The problem:
For each line in the data below that holds "mountain", return a copy.

[Stored data entries]
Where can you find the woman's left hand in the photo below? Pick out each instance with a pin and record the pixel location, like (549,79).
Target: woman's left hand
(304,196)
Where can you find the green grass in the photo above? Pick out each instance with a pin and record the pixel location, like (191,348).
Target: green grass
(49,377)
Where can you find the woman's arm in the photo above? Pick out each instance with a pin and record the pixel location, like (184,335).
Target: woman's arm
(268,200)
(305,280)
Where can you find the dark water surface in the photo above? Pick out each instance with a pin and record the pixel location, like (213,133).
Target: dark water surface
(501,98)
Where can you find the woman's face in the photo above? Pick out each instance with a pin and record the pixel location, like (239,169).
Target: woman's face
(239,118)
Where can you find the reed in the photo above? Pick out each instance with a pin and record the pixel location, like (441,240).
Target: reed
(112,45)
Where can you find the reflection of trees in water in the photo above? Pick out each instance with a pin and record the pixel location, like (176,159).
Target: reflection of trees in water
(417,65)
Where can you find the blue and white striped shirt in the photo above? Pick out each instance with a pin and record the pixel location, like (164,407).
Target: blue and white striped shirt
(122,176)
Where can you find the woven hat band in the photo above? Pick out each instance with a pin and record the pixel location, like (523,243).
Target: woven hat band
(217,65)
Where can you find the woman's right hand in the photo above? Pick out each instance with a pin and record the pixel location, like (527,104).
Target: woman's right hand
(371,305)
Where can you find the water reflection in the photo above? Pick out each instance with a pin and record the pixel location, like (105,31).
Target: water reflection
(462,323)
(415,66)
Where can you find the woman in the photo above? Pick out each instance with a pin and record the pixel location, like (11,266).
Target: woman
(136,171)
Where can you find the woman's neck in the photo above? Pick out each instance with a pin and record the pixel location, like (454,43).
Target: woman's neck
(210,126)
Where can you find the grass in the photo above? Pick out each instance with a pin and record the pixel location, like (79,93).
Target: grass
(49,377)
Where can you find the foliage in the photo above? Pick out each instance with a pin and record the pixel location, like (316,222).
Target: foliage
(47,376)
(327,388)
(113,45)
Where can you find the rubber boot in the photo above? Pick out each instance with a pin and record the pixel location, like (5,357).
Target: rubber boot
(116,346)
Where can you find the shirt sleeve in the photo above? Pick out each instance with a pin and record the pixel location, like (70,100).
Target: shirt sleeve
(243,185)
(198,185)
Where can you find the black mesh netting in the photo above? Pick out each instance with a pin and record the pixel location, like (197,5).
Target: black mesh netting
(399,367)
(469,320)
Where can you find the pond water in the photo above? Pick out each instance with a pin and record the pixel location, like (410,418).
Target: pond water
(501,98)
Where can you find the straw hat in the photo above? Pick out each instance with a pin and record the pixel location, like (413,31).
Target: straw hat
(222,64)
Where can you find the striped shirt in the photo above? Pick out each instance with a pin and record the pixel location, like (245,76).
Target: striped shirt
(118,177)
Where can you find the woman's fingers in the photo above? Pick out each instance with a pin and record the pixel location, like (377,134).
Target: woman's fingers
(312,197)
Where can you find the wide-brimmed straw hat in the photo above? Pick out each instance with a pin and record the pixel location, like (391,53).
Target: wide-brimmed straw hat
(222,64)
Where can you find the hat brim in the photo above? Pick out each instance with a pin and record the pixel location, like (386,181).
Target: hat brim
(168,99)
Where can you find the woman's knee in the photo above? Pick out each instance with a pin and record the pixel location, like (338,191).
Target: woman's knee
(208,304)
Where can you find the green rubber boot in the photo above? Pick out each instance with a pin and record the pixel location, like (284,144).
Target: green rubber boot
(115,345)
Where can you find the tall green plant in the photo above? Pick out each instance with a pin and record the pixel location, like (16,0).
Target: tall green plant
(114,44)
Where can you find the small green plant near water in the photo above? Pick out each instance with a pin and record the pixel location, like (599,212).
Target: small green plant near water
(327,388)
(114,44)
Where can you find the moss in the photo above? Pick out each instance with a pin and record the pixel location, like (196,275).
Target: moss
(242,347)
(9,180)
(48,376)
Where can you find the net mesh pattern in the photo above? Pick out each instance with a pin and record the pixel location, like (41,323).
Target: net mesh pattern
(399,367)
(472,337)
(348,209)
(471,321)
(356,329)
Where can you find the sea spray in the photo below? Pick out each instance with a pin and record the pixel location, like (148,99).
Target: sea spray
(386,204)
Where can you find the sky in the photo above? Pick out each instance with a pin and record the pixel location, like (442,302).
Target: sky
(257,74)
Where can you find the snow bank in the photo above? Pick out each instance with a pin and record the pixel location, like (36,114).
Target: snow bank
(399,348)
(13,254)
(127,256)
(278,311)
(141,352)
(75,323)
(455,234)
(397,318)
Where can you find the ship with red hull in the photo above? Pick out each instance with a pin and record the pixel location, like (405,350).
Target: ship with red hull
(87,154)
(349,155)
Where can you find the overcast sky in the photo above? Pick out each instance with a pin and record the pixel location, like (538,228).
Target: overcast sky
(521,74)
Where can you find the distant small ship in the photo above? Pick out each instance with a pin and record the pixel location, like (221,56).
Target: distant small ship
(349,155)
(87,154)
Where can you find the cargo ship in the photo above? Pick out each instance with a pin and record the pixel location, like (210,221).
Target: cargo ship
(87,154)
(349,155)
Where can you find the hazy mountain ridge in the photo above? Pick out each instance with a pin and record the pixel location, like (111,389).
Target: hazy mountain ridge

Output:
Where can you find the hazy mountain ridge in the photo above? Pick out each instance with a pin and record the pixel location, like (111,389).
Target: hazy mountain ridge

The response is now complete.